* [About this exercise] Only the lines of the data below from the one with "Target: person's arm" through the one with "Place one point on each instance of the military" are wanted. Repeat them exactly.

Point localization data:
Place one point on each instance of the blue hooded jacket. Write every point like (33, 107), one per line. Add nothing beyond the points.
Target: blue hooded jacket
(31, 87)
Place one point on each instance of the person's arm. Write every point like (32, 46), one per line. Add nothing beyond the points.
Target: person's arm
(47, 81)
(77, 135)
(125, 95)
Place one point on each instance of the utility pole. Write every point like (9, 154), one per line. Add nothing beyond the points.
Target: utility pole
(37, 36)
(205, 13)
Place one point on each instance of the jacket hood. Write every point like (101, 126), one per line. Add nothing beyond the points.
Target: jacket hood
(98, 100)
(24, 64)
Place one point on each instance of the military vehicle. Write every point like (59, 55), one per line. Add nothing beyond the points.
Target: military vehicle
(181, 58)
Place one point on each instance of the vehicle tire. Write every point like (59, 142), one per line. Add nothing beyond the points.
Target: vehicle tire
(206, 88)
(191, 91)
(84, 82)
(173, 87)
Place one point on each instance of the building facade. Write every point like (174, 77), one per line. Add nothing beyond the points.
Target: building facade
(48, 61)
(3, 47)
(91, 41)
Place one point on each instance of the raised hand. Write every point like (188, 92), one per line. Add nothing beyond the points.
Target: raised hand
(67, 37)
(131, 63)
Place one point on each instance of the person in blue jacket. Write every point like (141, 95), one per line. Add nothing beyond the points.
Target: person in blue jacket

* [Exercise output]
Target: person's arm
(47, 81)
(77, 135)
(125, 95)
Place one point on each instance of the utility pole. Write every point like (9, 154), one per line. Add nothing beyond the points.
Target: utility pole
(37, 36)
(205, 13)
Place one point on each instance of the jacket hood. Write every point like (101, 126), one per line. Add nothing beyond the points.
Target: jacket hood
(98, 100)
(24, 64)
Place one point on each instance of the military vehicle. Write every point like (59, 55), one per line. Add nothing beyond the points.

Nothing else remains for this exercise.